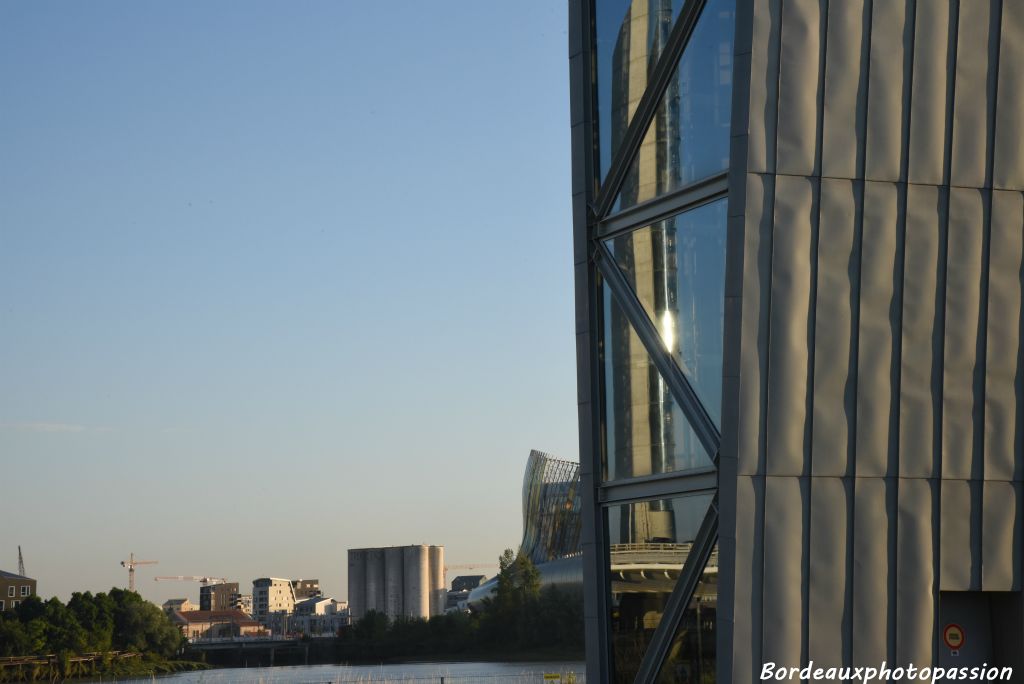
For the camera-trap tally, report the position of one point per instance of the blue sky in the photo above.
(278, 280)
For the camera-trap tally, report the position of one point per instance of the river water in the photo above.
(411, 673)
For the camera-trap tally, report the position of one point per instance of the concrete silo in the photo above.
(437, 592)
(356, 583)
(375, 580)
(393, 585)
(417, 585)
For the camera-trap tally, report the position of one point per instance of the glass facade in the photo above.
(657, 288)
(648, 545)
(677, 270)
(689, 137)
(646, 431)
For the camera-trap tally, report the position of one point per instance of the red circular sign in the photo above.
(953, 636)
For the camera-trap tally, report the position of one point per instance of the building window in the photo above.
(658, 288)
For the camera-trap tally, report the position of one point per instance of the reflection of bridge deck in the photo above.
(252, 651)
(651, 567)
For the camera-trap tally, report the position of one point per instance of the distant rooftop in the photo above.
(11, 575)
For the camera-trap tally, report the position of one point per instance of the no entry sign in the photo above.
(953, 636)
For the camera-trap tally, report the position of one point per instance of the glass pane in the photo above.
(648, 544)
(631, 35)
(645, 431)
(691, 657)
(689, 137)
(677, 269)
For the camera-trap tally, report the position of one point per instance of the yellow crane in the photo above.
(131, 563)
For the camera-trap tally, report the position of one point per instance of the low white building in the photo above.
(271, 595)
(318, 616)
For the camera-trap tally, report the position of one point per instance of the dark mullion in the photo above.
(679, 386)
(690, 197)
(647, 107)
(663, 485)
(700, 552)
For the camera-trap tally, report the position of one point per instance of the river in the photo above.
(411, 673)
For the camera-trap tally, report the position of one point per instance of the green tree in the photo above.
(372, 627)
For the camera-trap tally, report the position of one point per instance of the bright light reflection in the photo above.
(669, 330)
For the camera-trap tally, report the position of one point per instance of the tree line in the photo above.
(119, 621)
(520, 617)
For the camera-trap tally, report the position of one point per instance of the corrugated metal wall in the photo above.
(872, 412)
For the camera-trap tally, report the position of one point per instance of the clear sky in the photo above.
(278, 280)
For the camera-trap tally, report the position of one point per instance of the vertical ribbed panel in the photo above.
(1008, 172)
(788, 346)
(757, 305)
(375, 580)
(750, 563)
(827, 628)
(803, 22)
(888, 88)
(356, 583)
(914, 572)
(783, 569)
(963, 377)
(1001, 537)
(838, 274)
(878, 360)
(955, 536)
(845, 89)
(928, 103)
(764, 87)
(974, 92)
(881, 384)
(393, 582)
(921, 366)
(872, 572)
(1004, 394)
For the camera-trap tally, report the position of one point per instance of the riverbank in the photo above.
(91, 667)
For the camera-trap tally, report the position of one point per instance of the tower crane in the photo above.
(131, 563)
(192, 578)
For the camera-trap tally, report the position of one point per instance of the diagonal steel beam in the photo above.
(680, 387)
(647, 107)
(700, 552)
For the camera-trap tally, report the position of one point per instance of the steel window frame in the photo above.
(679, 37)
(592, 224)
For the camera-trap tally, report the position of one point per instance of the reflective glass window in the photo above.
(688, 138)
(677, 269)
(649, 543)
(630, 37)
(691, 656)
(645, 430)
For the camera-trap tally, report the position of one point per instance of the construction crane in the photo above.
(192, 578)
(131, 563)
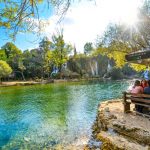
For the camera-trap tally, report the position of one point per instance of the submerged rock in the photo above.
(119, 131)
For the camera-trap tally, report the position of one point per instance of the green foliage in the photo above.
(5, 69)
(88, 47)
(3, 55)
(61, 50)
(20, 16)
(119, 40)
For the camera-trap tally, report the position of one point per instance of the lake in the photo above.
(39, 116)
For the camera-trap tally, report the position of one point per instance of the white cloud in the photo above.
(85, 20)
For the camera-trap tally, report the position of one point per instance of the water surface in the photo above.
:::::
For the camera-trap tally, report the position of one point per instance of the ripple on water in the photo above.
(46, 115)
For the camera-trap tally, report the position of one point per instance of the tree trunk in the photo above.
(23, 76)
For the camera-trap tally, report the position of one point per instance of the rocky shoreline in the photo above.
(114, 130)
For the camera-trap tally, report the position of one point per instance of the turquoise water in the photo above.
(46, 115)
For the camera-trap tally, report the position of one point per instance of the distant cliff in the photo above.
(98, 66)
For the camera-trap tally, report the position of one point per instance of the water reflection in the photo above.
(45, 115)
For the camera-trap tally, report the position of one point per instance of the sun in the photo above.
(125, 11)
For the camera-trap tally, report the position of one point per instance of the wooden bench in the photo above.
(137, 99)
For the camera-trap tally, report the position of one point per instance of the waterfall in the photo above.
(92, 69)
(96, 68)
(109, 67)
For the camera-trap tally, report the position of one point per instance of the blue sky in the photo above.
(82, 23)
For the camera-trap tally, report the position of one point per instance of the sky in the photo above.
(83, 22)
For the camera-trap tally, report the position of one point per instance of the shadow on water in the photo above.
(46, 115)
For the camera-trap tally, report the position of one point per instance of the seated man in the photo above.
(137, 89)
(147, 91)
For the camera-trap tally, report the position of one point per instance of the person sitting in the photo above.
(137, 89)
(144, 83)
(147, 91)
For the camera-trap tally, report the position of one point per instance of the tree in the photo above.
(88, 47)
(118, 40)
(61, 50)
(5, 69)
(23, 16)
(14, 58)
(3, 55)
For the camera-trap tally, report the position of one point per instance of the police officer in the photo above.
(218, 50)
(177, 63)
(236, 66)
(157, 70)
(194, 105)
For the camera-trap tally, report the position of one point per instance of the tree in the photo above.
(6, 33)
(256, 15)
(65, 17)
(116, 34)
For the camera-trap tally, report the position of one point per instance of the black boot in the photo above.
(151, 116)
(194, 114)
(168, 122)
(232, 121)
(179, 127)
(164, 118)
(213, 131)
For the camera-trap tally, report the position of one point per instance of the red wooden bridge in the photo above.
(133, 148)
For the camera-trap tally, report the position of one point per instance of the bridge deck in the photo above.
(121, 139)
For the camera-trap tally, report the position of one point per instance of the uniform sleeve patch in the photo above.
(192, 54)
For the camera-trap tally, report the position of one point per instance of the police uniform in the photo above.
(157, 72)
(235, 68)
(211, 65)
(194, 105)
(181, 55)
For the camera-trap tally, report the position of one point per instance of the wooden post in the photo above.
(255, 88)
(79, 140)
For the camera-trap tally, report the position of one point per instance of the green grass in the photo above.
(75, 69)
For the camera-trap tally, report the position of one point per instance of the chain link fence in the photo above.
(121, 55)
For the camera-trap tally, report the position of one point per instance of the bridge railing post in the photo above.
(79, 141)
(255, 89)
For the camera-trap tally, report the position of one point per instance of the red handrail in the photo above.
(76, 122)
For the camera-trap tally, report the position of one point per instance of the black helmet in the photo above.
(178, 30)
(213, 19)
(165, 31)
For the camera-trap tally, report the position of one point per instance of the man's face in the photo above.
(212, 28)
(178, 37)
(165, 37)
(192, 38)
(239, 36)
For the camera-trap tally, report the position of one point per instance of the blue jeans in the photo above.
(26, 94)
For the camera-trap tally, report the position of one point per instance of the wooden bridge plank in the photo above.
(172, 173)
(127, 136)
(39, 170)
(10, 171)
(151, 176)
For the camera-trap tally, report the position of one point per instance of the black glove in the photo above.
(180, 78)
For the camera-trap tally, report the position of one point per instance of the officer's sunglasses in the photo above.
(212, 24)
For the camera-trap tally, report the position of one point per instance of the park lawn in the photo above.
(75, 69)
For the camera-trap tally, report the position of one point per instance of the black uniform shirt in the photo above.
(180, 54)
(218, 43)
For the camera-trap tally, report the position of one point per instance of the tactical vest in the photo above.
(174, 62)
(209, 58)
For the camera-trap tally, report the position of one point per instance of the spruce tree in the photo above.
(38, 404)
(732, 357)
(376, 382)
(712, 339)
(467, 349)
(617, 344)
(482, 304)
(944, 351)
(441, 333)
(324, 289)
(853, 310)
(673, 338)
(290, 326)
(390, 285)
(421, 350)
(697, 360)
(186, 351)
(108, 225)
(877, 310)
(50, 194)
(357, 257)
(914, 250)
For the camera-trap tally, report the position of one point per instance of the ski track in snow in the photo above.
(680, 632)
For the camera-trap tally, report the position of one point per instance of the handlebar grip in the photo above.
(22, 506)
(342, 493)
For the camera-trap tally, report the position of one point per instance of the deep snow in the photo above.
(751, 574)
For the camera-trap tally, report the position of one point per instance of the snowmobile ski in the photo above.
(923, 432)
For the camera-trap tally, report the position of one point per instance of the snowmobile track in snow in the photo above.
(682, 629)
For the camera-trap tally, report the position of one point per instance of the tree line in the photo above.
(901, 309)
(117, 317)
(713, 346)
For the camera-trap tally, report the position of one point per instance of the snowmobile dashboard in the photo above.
:::::
• Set task: Extract every line of the items above that contains the word "sign", treating uppercase and lowercase as different.

• Written response:
For the camera-trap tally, report the position of one point per instance of the red circular sign in the photo above.
For the camera-trap tally, report the position of one point per instance of the no entry sign in the photo above.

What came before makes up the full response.